↓

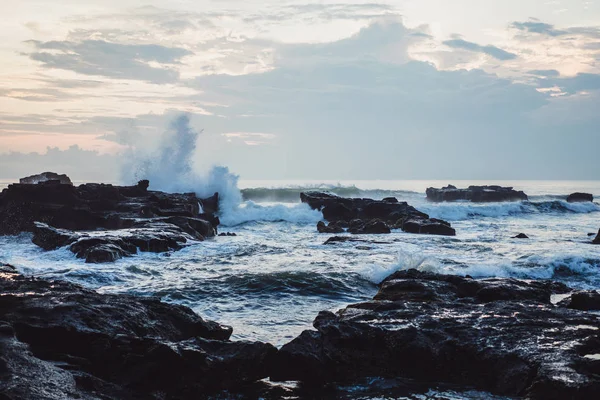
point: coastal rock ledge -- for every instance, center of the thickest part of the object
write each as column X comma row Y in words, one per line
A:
column 368, row 216
column 102, row 223
column 476, row 194
column 502, row 336
column 60, row 341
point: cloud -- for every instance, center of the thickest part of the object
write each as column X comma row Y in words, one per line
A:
column 113, row 60
column 538, row 27
column 492, row 51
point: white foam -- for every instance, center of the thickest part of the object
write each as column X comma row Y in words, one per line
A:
column 251, row 211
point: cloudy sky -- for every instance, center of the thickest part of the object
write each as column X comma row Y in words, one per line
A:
column 405, row 89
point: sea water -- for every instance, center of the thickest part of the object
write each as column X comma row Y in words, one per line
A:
column 271, row 280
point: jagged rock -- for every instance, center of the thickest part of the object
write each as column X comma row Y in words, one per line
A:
column 45, row 177
column 372, row 216
column 580, row 197
column 151, row 221
column 431, row 226
column 105, row 246
column 333, row 227
column 499, row 335
column 59, row 341
column 478, row 194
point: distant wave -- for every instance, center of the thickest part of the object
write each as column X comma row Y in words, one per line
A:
column 292, row 194
column 462, row 210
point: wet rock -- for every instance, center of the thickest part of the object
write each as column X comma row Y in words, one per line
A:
column 45, row 177
column 584, row 300
column 499, row 335
column 431, row 226
column 58, row 341
column 372, row 216
column 478, row 194
column 108, row 222
column 333, row 227
column 580, row 197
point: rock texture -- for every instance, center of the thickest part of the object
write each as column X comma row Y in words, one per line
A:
column 499, row 335
column 580, row 197
column 477, row 194
column 60, row 341
column 367, row 216
column 103, row 223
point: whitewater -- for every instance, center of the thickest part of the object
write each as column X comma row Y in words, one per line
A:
column 272, row 279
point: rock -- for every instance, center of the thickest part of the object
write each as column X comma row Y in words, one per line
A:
column 374, row 226
column 580, row 197
column 118, row 218
column 155, row 236
column 59, row 341
column 503, row 336
column 588, row 300
column 44, row 177
column 331, row 228
column 478, row 194
column 431, row 226
column 369, row 216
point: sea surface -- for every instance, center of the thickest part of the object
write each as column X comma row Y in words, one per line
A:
column 270, row 281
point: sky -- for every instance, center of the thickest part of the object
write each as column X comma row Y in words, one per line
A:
column 405, row 89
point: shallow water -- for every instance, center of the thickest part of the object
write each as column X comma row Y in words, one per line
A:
column 271, row 280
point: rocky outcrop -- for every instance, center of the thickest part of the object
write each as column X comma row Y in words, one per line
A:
column 580, row 197
column 104, row 222
column 368, row 216
column 477, row 194
column 499, row 335
column 59, row 341
column 45, row 177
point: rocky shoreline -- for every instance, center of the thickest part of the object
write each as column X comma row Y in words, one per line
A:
column 507, row 337
column 504, row 336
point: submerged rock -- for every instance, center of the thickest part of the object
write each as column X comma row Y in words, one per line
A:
column 477, row 194
column 499, row 335
column 45, row 177
column 59, row 341
column 580, row 197
column 372, row 216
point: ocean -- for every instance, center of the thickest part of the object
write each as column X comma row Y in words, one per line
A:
column 271, row 280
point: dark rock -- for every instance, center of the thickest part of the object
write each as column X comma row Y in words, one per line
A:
column 45, row 177
column 331, row 228
column 210, row 205
column 499, row 335
column 374, row 226
column 59, row 341
column 431, row 226
column 372, row 216
column 580, row 197
column 478, row 194
column 584, row 300
column 151, row 221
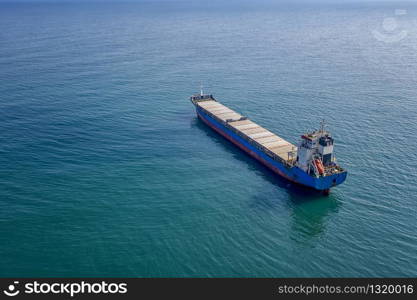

↑

* **What to do**: Without changing a word, transcribe all of the data and omit its images.

* **Written answer**:
point: coastal rock ledge -- for every instance, center of the thickest part of the object
write each as column X comma row Y in words, one per line
A:
column 368, row 216
column 102, row 223
column 476, row 194
column 502, row 336
column 60, row 341
point: cloud -- for every instance, center of the thickest part of the object
write each as column X comma row Y in words, one per line
A:
column 113, row 60
column 538, row 27
column 492, row 51
point: white foam -- for every instance, center of the thickest part of the object
write each as column X comma row Y in words, one per line
A:
column 251, row 211
point: cloudy sky -- for every instance, center of the thickest part of the object
write each as column X comma row Y in words, one per line
A:
column 405, row 89
point: sea water -- for every instance, center of the thickest part of the object
write each as column X comma row Y in words, one per line
A:
column 271, row 280
point: jagged rock -- for every instance, center of the thickest part of the object
write each as column X comma row Y in words, one per line
A:
column 45, row 177
column 372, row 216
column 580, row 197
column 151, row 221
column 431, row 226
column 105, row 246
column 333, row 227
column 499, row 335
column 59, row 341
column 478, row 194
point: distant wave -- for every instance, center of the thickest part of the object
write each as column X comma row Y in words, one per line
A:
column 292, row 194
column 462, row 210
point: wet rock -- for every instance, center of the thickest part of the object
write each as column X comma row Y in words, one per line
A:
column 45, row 177
column 584, row 300
column 499, row 335
column 431, row 226
column 58, row 341
column 372, row 216
column 478, row 194
column 108, row 222
column 333, row 227
column 580, row 197
point: rock texture -- for every instance, center of the thickest part of the object
write each as column X comma row Y in words, one per line
A:
column 499, row 335
column 580, row 197
column 477, row 194
column 60, row 341
column 367, row 216
column 103, row 223
point: whitewater -- for every instance, center of the thickest part of the object
write each as column X comma row Y in words, one per line
A:
column 272, row 279
point: rock -- for every instance, center of the thickest part of the object
write each as column X comma row Y in words, one per line
A:
column 374, row 226
column 580, row 197
column 118, row 218
column 155, row 236
column 59, row 341
column 503, row 336
column 588, row 300
column 44, row 177
column 331, row 228
column 478, row 194
column 431, row 226
column 369, row 216
point: sea surface -- for every instance, center of the thickest part of the object
write each as column X comma row Y in words, one per line
A:
column 270, row 281
point: sky -- for every instance, center of the thickest part of the object
write each as column X comma row Y in words, one per line
A:
column 405, row 89
point: shallow water -- for every instance, center of the thickest part of the object
write each as column X comma row Y in words, one per line
A:
column 271, row 280
point: rocky outcrop -- for every instance, center of the thickest part of the object
write each as column X comma row Y in words, one per line
A:
column 580, row 197
column 104, row 222
column 368, row 216
column 477, row 194
column 499, row 335
column 59, row 341
column 45, row 177
point: rocky shoreline -- for every instance, center of the thickest part of the object
write each as column X comma row Y in words, one per line
A:
column 507, row 337
column 504, row 336
point: submerged rock -- for every instance, center of the thickest part of the object
write each as column X comma row Y in words, one per line
A:
column 477, row 194
column 499, row 335
column 45, row 177
column 59, row 341
column 580, row 197
column 372, row 216
point: ocean -- for every instance, center of the thickest part of the object
write each as column X comma row Y in words, one per line
A:
column 271, row 280
point: dark rock -- for every instance, center of the thickest part of the object
write each as column X comma row Y in words, one per line
A:
column 45, row 177
column 331, row 228
column 210, row 205
column 499, row 335
column 374, row 226
column 59, row 341
column 431, row 226
column 372, row 216
column 580, row 197
column 478, row 194
column 584, row 300
column 151, row 221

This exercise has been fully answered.